Your goal — Reproduce the data below in full. Nothing should differ from the original.

Collected data entries:
- Opening Delimiter -

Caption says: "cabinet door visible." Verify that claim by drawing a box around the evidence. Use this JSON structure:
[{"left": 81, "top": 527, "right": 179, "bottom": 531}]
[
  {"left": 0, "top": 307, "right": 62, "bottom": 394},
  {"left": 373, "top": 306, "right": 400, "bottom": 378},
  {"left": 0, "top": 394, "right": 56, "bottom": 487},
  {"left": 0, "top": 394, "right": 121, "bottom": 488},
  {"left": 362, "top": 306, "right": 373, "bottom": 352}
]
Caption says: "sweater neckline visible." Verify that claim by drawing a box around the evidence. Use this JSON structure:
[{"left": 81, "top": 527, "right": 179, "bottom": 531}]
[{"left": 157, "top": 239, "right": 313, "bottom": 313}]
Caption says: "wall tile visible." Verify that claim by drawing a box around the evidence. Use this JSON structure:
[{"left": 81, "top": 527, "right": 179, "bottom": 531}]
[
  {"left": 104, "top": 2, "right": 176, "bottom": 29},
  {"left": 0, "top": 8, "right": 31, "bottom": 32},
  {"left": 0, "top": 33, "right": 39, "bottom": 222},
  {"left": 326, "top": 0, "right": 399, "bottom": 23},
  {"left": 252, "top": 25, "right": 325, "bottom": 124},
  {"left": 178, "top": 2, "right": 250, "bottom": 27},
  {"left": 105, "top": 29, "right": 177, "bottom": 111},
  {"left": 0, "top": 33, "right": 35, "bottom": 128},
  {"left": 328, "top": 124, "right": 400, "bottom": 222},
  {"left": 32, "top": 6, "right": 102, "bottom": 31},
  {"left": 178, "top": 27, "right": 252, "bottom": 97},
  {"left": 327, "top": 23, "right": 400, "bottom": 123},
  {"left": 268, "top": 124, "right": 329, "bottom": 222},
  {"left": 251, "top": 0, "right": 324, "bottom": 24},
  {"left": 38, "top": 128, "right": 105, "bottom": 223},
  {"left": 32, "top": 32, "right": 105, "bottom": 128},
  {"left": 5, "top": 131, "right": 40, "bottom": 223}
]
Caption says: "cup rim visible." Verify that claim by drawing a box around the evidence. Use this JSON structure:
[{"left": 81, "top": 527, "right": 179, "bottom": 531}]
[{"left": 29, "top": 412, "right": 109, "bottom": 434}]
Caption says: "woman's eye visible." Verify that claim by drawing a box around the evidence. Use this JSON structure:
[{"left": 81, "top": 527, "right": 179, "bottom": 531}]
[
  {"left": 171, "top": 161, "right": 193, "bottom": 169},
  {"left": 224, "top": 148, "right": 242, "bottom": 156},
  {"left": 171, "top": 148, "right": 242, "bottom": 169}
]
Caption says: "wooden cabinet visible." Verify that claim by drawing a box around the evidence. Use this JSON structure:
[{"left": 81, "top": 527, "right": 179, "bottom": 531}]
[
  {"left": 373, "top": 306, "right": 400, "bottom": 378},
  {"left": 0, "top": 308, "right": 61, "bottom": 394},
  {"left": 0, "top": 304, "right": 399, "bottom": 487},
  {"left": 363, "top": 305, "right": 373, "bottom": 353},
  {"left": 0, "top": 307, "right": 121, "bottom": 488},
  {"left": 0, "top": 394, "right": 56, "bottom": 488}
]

- Closing Delimiter -

Response below —
Caption says: "cabinet door visible." Verify that claim by drawing a box around the evidence. Use this JSON structure:
[{"left": 81, "top": 527, "right": 179, "bottom": 531}]
[
  {"left": 0, "top": 307, "right": 62, "bottom": 394},
  {"left": 373, "top": 306, "right": 400, "bottom": 378},
  {"left": 0, "top": 394, "right": 56, "bottom": 487},
  {"left": 0, "top": 394, "right": 121, "bottom": 488},
  {"left": 362, "top": 306, "right": 373, "bottom": 352}
]
Caption says: "sweater neckline visible." Verify that claim by drawing a box around the evidence. Use this JSON structure:
[{"left": 81, "top": 527, "right": 179, "bottom": 531}]
[{"left": 157, "top": 239, "right": 313, "bottom": 313}]
Caption says: "wall tile visible." Verify that claim by drawing a box around the evidence. Use this JSON structure:
[{"left": 81, "top": 527, "right": 179, "bottom": 531}]
[
  {"left": 104, "top": 2, "right": 176, "bottom": 29},
  {"left": 0, "top": 8, "right": 31, "bottom": 32},
  {"left": 0, "top": 33, "right": 39, "bottom": 222},
  {"left": 326, "top": 0, "right": 399, "bottom": 23},
  {"left": 252, "top": 25, "right": 325, "bottom": 124},
  {"left": 178, "top": 2, "right": 250, "bottom": 27},
  {"left": 105, "top": 29, "right": 177, "bottom": 111},
  {"left": 0, "top": 33, "right": 35, "bottom": 128},
  {"left": 328, "top": 124, "right": 400, "bottom": 222},
  {"left": 32, "top": 6, "right": 102, "bottom": 31},
  {"left": 178, "top": 27, "right": 252, "bottom": 97},
  {"left": 327, "top": 23, "right": 400, "bottom": 123},
  {"left": 268, "top": 124, "right": 329, "bottom": 222},
  {"left": 251, "top": 0, "right": 324, "bottom": 24},
  {"left": 38, "top": 128, "right": 105, "bottom": 223},
  {"left": 32, "top": 32, "right": 105, "bottom": 128},
  {"left": 5, "top": 131, "right": 40, "bottom": 223}
]
Caption says: "cup rim visible." Verify that claim by drawing a box around the evidence. Use this JSON structure:
[{"left": 81, "top": 527, "right": 179, "bottom": 531}]
[{"left": 29, "top": 412, "right": 109, "bottom": 434}]
Caption says: "woman's eye visible." Verify that claim by drawing a box around the evidence. Use this JSON structure:
[{"left": 81, "top": 527, "right": 179, "bottom": 531}]
[
  {"left": 171, "top": 161, "right": 193, "bottom": 169},
  {"left": 224, "top": 148, "right": 242, "bottom": 156},
  {"left": 171, "top": 148, "right": 242, "bottom": 169}
]
Caption says: "wooden cabinet visible." Verify that claim by drawing a box around the evidence. Use this JSON structure:
[{"left": 81, "top": 527, "right": 179, "bottom": 531}]
[
  {"left": 373, "top": 306, "right": 400, "bottom": 378},
  {"left": 0, "top": 308, "right": 61, "bottom": 394},
  {"left": 0, "top": 304, "right": 399, "bottom": 487},
  {"left": 363, "top": 305, "right": 373, "bottom": 353},
  {"left": 0, "top": 307, "right": 121, "bottom": 488},
  {"left": 0, "top": 394, "right": 56, "bottom": 488}
]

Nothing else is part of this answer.